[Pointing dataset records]
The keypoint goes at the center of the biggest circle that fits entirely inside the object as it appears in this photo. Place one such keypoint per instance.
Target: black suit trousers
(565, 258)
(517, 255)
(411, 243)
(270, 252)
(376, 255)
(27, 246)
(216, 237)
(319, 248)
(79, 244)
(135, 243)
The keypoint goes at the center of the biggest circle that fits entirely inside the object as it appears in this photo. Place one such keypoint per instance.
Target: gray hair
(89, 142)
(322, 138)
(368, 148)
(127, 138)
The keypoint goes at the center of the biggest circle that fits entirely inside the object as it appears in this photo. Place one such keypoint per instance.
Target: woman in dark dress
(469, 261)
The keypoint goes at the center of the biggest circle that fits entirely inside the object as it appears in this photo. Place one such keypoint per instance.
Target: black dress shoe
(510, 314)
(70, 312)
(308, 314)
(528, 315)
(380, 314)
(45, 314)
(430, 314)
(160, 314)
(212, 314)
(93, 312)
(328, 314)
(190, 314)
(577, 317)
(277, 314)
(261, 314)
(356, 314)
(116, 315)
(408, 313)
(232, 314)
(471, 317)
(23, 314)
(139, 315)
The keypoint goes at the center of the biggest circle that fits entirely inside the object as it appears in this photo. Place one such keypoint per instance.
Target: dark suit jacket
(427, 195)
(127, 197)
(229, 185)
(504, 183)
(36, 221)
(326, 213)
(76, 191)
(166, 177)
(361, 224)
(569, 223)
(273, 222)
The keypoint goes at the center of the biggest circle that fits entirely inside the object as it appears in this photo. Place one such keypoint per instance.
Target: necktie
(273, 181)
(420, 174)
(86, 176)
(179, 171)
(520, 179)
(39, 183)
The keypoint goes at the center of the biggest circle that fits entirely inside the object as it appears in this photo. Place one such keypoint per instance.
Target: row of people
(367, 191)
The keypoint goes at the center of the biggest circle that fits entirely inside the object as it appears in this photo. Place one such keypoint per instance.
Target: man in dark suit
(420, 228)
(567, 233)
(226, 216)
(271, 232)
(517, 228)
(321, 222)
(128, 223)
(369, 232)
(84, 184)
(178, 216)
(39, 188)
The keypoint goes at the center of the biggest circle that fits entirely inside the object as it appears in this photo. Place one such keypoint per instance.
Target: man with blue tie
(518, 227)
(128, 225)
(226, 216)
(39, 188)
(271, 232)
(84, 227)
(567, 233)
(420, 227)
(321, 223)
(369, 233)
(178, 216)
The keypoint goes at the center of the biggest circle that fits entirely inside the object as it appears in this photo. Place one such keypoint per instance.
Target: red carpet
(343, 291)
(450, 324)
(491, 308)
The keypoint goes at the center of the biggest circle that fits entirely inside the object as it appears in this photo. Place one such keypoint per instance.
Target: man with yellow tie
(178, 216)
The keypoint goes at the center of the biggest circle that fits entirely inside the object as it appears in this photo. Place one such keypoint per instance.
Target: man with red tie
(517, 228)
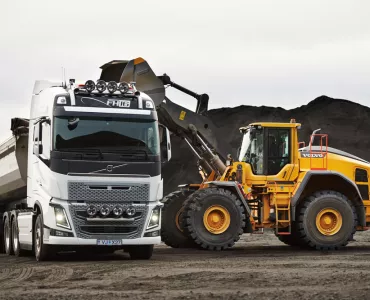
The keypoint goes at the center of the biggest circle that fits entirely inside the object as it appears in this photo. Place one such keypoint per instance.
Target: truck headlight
(61, 218)
(154, 218)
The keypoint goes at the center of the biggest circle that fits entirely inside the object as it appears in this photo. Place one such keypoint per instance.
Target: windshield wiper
(83, 150)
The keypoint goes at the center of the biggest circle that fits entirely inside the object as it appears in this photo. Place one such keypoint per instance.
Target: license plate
(109, 242)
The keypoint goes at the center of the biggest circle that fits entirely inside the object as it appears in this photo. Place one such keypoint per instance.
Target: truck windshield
(252, 150)
(106, 134)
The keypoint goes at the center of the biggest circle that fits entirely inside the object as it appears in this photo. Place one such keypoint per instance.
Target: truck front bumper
(73, 241)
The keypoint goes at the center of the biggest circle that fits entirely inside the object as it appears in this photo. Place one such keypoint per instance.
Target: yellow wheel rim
(177, 219)
(329, 221)
(216, 219)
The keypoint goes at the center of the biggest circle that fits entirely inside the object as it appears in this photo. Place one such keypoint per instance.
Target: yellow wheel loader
(311, 196)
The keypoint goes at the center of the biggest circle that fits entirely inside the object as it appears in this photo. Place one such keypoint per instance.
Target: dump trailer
(84, 172)
(314, 196)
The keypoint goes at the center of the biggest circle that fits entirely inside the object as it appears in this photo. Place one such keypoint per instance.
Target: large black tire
(308, 232)
(42, 252)
(172, 232)
(197, 205)
(15, 239)
(8, 236)
(140, 252)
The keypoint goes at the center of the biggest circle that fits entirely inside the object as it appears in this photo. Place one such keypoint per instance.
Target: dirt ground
(258, 267)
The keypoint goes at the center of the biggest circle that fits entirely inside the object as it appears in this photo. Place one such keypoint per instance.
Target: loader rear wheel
(214, 218)
(327, 221)
(8, 237)
(172, 232)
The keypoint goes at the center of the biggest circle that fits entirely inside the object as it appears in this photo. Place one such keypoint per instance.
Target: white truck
(84, 171)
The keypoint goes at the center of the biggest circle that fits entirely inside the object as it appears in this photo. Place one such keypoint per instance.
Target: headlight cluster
(104, 210)
(61, 217)
(154, 218)
(101, 86)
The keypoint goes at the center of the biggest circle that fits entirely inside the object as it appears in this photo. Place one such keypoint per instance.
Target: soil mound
(347, 124)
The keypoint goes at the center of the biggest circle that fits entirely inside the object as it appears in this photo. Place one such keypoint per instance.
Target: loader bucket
(138, 71)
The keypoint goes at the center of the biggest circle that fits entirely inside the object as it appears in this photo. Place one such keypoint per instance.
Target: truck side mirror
(165, 144)
(46, 140)
(238, 152)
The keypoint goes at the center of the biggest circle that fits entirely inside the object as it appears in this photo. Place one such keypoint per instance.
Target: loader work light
(61, 219)
(90, 86)
(112, 87)
(101, 86)
(154, 218)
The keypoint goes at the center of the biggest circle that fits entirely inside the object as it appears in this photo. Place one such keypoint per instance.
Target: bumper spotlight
(118, 210)
(105, 210)
(92, 210)
(131, 211)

*PROBLEM DETAILS:*
Give back the entries verbatim. Do not include any picture.

*SOLUTION:*
The keypoint goes at the center of the biggest circle that fits entirely inside the object as it appears in this photo. Place one such keypoint per instance.
Target: black suit trousers
(565, 258)
(517, 255)
(411, 243)
(270, 252)
(376, 255)
(27, 246)
(216, 237)
(319, 248)
(79, 244)
(135, 243)
The keypoint goes at the center of the biggest circle that fits entirely inside the object as it appears in this photo. Place one such keypoint per instance.
Target: gray hair
(89, 142)
(322, 138)
(368, 148)
(127, 138)
The keypoint goes at the center of the biggest circle that fits entirely inside the object as it appears in this photo. Place one such keypoint per instance.
Target: woman in dark dress
(469, 261)
The keypoint goes at the center of the biggest circle that fits entirely inside the object as it appears in this photo. Place one such keypoint per instance.
Target: black dress shoe
(510, 314)
(70, 312)
(308, 314)
(528, 315)
(380, 314)
(45, 314)
(430, 314)
(160, 314)
(212, 314)
(93, 312)
(328, 314)
(190, 314)
(577, 317)
(277, 314)
(261, 314)
(356, 314)
(116, 315)
(408, 313)
(232, 314)
(471, 317)
(23, 314)
(139, 315)
The keypoint goes at the center of the biggest circle that fits entirely inside the object as it appears in this photo. Place one such keypoint per instance.
Target: dark suit jacket
(427, 195)
(127, 197)
(229, 185)
(504, 183)
(36, 221)
(326, 213)
(76, 191)
(166, 177)
(361, 224)
(569, 223)
(273, 222)
The keypoint goes at the center of the biggest circle that fits entirely inside the object as it appears in this photo. Place one such keypoint per instance.
Target: necktie
(273, 181)
(420, 174)
(86, 176)
(179, 171)
(520, 179)
(39, 183)
The keypoint goes at the center of the biggest circle that fits entirely inside the object as it appears in this photo. Place one such keypoint per instance.
Target: row of people
(367, 191)
The keypoint goes at the center of the biggest circle that fits entirely inside the object as it appears in this photo. Place one such keypoint per instance.
Target: man in dark suit
(420, 228)
(567, 233)
(226, 216)
(271, 232)
(517, 228)
(321, 222)
(128, 223)
(369, 232)
(84, 184)
(178, 216)
(39, 188)
The keypoint goes at the center of the biggest circle that fits entirely inside the object as it appears in this photo. Place one such keypoint per instance.
Target: man with blue tie
(518, 227)
(128, 225)
(226, 216)
(39, 188)
(271, 232)
(84, 227)
(567, 233)
(420, 227)
(321, 223)
(369, 233)
(178, 216)
The keypoint goes at the center of the biggest circle that fits entirely inside the object as it appears in this photo. Place one such keypoint per instance.
Target: red carpet
(343, 291)
(450, 324)
(491, 308)
The keypoint goes at the center of the biggest circle that fits entirely inside the object as it appears in this photo. Place one such keypoint per instance.
Target: man with yellow tie
(178, 216)
The keypoint goes at the center of the biggest circle that fits entirely inside the object as it appears in this photo. Place one such keypoint per instance.
Target: man with red tie
(517, 228)
The keypoint goes at the center of the biggest circle that fits entirely inside the object as it appears in this photo. Place one such keypoint per instance.
Target: truck headlight
(61, 218)
(154, 218)
The keypoint goes at the center of the biggest circle that fits entirely inside the object as it appears in this photo. Place one such keypoint per instance.
Target: windshield wiper
(83, 150)
The keypoint goes at the center of the biggest circle that fits entirely inside the object as it appears in this photo. Place one such keypoint per instance.
Target: license plate
(109, 242)
The keypoint goes at the center of the biggest circle that fits entirely inside the object as it appears in this photo. Place one such keypoint per instance.
Target: truck windshield
(252, 150)
(106, 134)
The keypoint goes at the center of the biggest circle that fits entirely inside the object as it appears in this photo. Place one such keypoint per instance.
Target: truck front bumper
(73, 241)
The keypoint goes at the center of the biggest circle that fits entirely inside the object as it appears in this photo. Place one such keypoint per instance.
Target: yellow wheel rim
(177, 219)
(329, 221)
(216, 219)
The keypoint goes at the center of the biggest circle that fits entirely inside the object as it appears in this photo. Place one such keypoint per instance.
Target: yellow wheel loader
(311, 196)
The keypoint goes at the center of the biggest circle that fits entirely inside the object as it appears in this photo. Place one such keypoint per instance.
Target: dump trailer
(84, 172)
(314, 196)
The keypoint goes at the center of the biggest circle that fits entirely inside the object as it appears in this photo. Place one such keypoint per instance.
Target: large black tire
(308, 232)
(42, 252)
(172, 232)
(197, 205)
(15, 239)
(8, 236)
(140, 252)
The keypoint goes at the center of the biggest circle that fits entirely inside the object as it appears in this photo. Place one such keypoint per instance.
Target: dirt ground
(258, 267)
The keypoint goes at the center of the biggest circle that fits entirely inside the object as it appears in this photo. Place one such keypoint per instance.
Target: loader rear wheel
(214, 218)
(327, 221)
(8, 237)
(172, 232)
The keypoint goes at the center of the biggest circle that fits entirely inside the object as it appears in this photo. Place one such keypoint per instance.
Target: white truck
(84, 171)
The keypoint goes at the center of the biggest circle that fits entirely inside the object as it appears in this photo. Place one such keypoint per instance.
Target: headlight cluster
(104, 210)
(61, 217)
(154, 218)
(101, 86)
The keypoint goes at the center of the biggest circle that fits entirely inside the object as it appears in this photo. Place one such keypoint per instance.
Target: soil mound
(347, 124)
The keypoint goes at the center of the biggest circle that fits entirely inside the object as it appears in this photo. Place one such keypoint per instance.
Target: loader bucket
(138, 71)
The keypoint goes at the center of the biggest circle that fits entirely inside the object as it appears in this photo. Place one such keypoint per instance.
Target: truck side mirror
(165, 144)
(46, 140)
(238, 152)
The keypoint goes at the center of the biggest circle that fits entirely inside the object as it appears in this photo. Place one such keypoint per instance.
Target: loader work light
(61, 219)
(90, 86)
(112, 87)
(101, 86)
(154, 218)
The keypoint goes at the center of the biggest circle that fits entirely inside the object as it appears in this photo. Place one such keypoint per instance.
Target: bumper spotlight
(118, 210)
(105, 210)
(92, 210)
(131, 211)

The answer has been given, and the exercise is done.